··· TEXT EXCERPT
Sequencing PCR products revealed that there were smaller but detectable overlap peaks outside the targeted adenine (Fig. 2e, f and Additional file 1: Figure S1), indicating possible indels. Analysis of individual products by TA cloning/sequencing for these sites revealed frequency of indels of 7.14–22.20%. We previously showed that replacing nCas9 (nickase Cas9) in BE system with dead Cas9 (dCas9) reduced indel formation in zebrafish [5]. So we constructed zABE7.10-dCas9 system and tested in zebrafish. We found that zABE7.10-dCas9 indeed reduced indel formation but also significantly reduced the A → G conversion at rps14 and wu:fc01d11 sites (Fig. 2g). Since authentic A → G conversion without indels can be easily identified through screening F1 germline transmission of nCas9 zABE7.10 system, we feel it is more desirable to use nCas9 than dCas9. Germline targeting rate is most important for evaluating gene-editing methods. We found that zABE7.10 exhibited a high rate of germline targeting efficiency at the five sites tested (Fig. 3a). We also randomly selected one positive F0 founder from each site and analyzed the germline transmission rate. Both targeted nucleotide substitutions and indels were heritable and germline transmission rate ranged from 25 to 58% (Additional file 1: Table S2).

Fig. 3

Summary of adenine base-editing results in zebrafish. a The base conversion efficiency, cleavage activities, indels frequency, and germline-targeting efficiency of five target sites (ddx17-g1, rps14, atp5b, wu:fc01d11 and musk) are summarized. b, c The sequence chromatograms results of zABE6.3, zABE7.8, and zABE7.9 in the rps14 and musk target site. Target sequence (black), PAM region (blue), and the substituted bases (red) are indicated. The red arrows indicate the overlapped peaks

We noted that zABE7.10 system had failed to induce A → G conversion for a number of tested loci in zebrafish. To address if this was caused by variations of Cas9 cleavage activities associated with different gRNAs, we analyzed the correlation of base conversion efficiency, cleavage activities, indels frequency, and germline-targeting efficiency for these sites (Fig. 3a). We found that efficiency of A → G conversion by zABE7.10 had no apparent correlation with its site-specific activity of Cas9 cleavage. For instance, no A → G conversion was observed at sites of nop56, slc40a1-s1 that had nearly 100% cleavage activity by Cas9/gRNA (Additional file 1: Table S1).
······
··· DATA RECORDS
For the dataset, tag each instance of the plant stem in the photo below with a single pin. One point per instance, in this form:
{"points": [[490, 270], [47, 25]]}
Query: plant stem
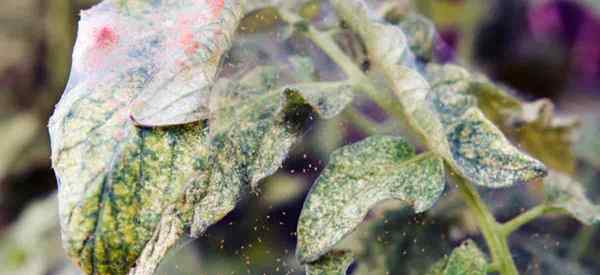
{"points": [[497, 244], [509, 227], [491, 230]]}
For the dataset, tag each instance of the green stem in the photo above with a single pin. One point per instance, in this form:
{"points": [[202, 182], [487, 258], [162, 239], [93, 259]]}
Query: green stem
{"points": [[496, 241], [509, 227], [497, 244]]}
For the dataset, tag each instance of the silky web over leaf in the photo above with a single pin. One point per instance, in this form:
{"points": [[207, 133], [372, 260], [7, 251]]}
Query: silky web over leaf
{"points": [[169, 50], [357, 177], [476, 144], [465, 259], [128, 194], [563, 192]]}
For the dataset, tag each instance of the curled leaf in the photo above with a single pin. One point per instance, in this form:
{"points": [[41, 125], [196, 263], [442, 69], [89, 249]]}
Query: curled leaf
{"points": [[358, 177], [421, 35], [563, 192], [465, 259], [333, 263], [546, 136], [477, 146], [128, 194]]}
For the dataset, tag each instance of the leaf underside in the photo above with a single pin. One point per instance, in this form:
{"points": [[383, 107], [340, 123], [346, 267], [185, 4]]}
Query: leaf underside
{"points": [[129, 194], [358, 177]]}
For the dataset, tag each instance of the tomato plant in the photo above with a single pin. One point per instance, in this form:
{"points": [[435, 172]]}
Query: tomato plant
{"points": [[171, 115]]}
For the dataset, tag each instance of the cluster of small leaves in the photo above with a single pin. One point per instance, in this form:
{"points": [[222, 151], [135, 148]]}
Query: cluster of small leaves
{"points": [[131, 187], [465, 259]]}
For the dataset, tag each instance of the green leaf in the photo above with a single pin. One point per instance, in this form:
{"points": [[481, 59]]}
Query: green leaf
{"points": [[545, 136], [333, 263], [438, 108], [358, 177], [129, 194], [563, 192], [176, 46], [478, 148], [31, 245], [466, 259], [494, 100], [534, 126]]}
······
THE PROBLEM
For each statement, say yes or no as to whether it agrees with the zebrafish base-editing text, and quote the words of the text that decide it. (a) Using dCas9 instead of nCas9 in zABE7.10 lowered indel formation but also lowered A → G conversion at rps14 and wu:fc01d11. (b) The germline transmission rate ranged from 7.14 to 22.20%. (c) A → G conversion efficiency by zABE7.10 closely tracked the site-specific Cas9 cleavage activity. The data does not need to be used.

SOLUTION BELOW
(a) Yes: "We found that zABE7.10-dCas9 indeed reduced indel formation but also significantly reduced the A → G conversion at rps14 and wu:fc01d11 sites"
(b) No: "germline transmission rate ranged from 25 to 58%"
(c) No: "efficiency of A → G conversion by zABE7.10 had no apparent correlation with its site-specific activity of Cas9 cleavage"